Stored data
┏━━

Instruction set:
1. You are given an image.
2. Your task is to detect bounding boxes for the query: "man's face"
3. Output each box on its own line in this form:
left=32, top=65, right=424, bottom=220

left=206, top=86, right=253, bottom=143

┗━━
┏━━

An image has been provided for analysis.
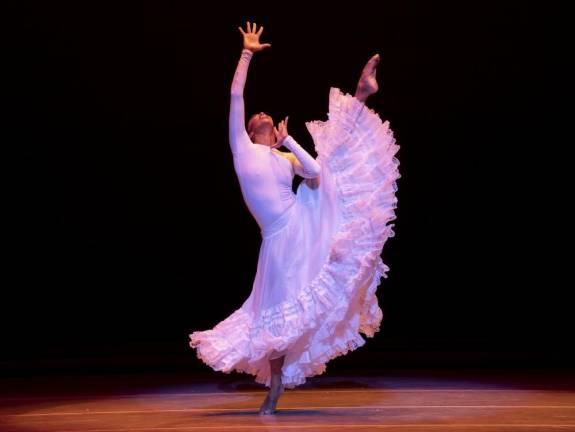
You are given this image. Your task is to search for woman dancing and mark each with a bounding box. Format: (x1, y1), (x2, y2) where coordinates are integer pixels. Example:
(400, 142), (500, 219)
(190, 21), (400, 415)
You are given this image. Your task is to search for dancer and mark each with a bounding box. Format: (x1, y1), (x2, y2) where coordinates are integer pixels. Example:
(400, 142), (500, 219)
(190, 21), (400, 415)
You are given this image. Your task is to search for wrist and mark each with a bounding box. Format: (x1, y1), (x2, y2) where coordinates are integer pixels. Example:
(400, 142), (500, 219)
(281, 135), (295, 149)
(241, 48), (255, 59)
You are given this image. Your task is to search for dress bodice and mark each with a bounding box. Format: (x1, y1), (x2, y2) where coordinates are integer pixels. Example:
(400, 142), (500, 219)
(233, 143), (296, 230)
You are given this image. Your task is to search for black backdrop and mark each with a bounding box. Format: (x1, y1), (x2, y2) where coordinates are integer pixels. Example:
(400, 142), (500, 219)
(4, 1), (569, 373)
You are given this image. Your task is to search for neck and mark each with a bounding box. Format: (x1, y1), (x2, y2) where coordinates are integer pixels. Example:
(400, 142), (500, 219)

┗━━

### What you will do:
Return exactly, and only, the lines above starting at the line that contains "search for dancer" and ending at the line that contains "search for wrist".

### Output for this exercise:
You are given this image. Your task is to search for dancer and mark each with a bounding box. Format: (x1, y1), (x2, y2) where coordinates are integer pixels. Example:
(400, 142), (500, 219)
(190, 21), (400, 415)
You are given this image. Your task is to search for wrist and mark each with a bounding box. Format: (x1, y1), (x2, y2) where coordinates are integer pixels. Example:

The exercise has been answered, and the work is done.